## Supplied text
---

In one example, it is preferably provided that the exhaust-gas collector is integrated in the cylinder head, that is to say formed in one piece with the latter. Here, the exhaust lines of each cylinder (a four-cylinder engine usually also has one exhaust line for each cylinder) merge in the exhaust-gas collector and a common exhaust line opens out, which common exhaust line leads to the exhaust section in which exhaust-gas aftertreatment devices, such as for example a catalytic converter, are arranged. The effective surface area is thus reduced, as a result of which it is possible for the exemplary catalytic converter to be brought up to its operating temperature more quickly.


Within the context of the description, it is expedient for the exhaust-gas collector or the coolant jacket thereof to be connected via a bypass to the common pump. The coolant circuit of the exhaust-gas collector also has, in addition to the bypass, a connecting line from the coolant jacket of the exhaust-gas collector for example to a cabin heating arrangement, and a return line which leads from the latter to the pump.

---

## Entries shown
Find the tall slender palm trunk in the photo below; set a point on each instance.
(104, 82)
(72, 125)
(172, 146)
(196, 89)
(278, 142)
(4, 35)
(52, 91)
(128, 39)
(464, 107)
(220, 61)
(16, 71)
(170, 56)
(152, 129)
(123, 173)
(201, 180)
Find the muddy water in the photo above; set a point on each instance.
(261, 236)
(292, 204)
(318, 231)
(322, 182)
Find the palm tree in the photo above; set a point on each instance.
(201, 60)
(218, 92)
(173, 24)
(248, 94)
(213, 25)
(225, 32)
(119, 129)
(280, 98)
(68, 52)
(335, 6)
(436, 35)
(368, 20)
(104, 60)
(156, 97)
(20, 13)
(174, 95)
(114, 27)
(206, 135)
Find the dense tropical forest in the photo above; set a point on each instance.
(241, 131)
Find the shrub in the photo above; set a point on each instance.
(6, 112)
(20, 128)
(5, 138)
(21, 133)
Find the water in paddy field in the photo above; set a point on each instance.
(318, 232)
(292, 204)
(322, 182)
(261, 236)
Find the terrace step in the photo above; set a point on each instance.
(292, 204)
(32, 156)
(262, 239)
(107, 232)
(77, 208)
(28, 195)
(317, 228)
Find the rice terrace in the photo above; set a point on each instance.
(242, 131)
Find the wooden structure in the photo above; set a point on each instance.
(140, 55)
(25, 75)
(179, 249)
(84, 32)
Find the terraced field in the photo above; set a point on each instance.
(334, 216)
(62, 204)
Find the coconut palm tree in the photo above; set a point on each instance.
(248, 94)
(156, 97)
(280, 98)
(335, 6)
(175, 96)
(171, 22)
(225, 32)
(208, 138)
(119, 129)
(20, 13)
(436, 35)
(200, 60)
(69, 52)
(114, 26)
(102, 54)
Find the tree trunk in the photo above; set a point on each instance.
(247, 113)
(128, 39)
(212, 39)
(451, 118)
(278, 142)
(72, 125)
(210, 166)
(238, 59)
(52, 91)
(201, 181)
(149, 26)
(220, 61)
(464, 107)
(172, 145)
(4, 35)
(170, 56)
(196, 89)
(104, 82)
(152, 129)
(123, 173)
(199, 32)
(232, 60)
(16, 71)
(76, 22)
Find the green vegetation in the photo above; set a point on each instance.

---

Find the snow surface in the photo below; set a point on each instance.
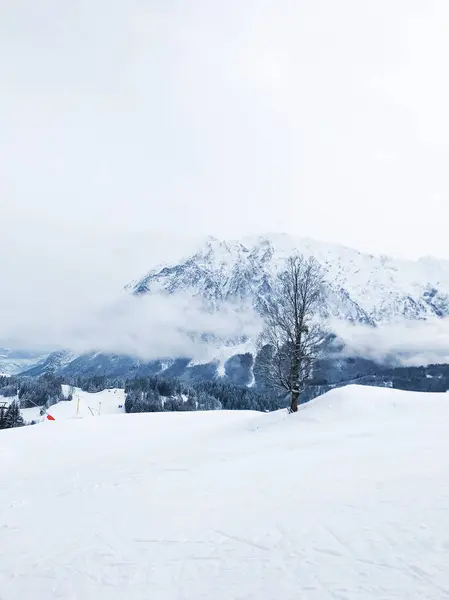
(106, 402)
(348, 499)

---

## Exercise task A
Duplicate the passage of the exhaust-gas collector text from "In one example, it" up to and including "temperature more quickly.".
## Exercise task B
Answer these questions from the exhaust-gas collector text:
(i) In the first example, what is the exhaust-gas collector integrated in?
(ii) Through what is the exhaust-gas collector or its coolant jacket connected to the common pump?
(iii) What exhaust-gas aftertreatment device is named as an example?
## Exercise task C
For each statement, tell whether the exhaust-gas collector text agrees, answering yes or no and quoting the words that decide it:
(i) A four-cylinder engine usually has one exhaust line for each cylinder.
(ii) The effective surface area is increased.
(iii) The exhaust-gas collector is kept separate from the cylinder head.

## Task result A
In one example, it is preferably provided that the exhaust-gas collector is integrated in the cylinder head, that is to say formed in one piece with the latter. Here, the exhaust lines of each cylinder (a four-cylinder engine usually also has one exhaust line for each cylinder) merge in the exhaust-gas collector and a common exhaust line opens out, which common exhaust line leads to the exhaust section in which exhaust-gas aftertreatment devices, such as for example a catalytic converter, are arranged. The effective surface area is thus reduced, as a result of which it is possible for the exemplary catalytic converter to be brought up to its operating temperature more quickly.

## Task result B
(i) The cylinder head.
(ii) A bypass.
(iii) A catalytic converter.

## Task result C
(i) Yes: "a four-cylinder engine usually also has one exhaust line for each cylinder"
(ii) No: "The effective surface area is thus reduced"
(iii) No: "the exhaust-gas collector is integrated in the cylinder head"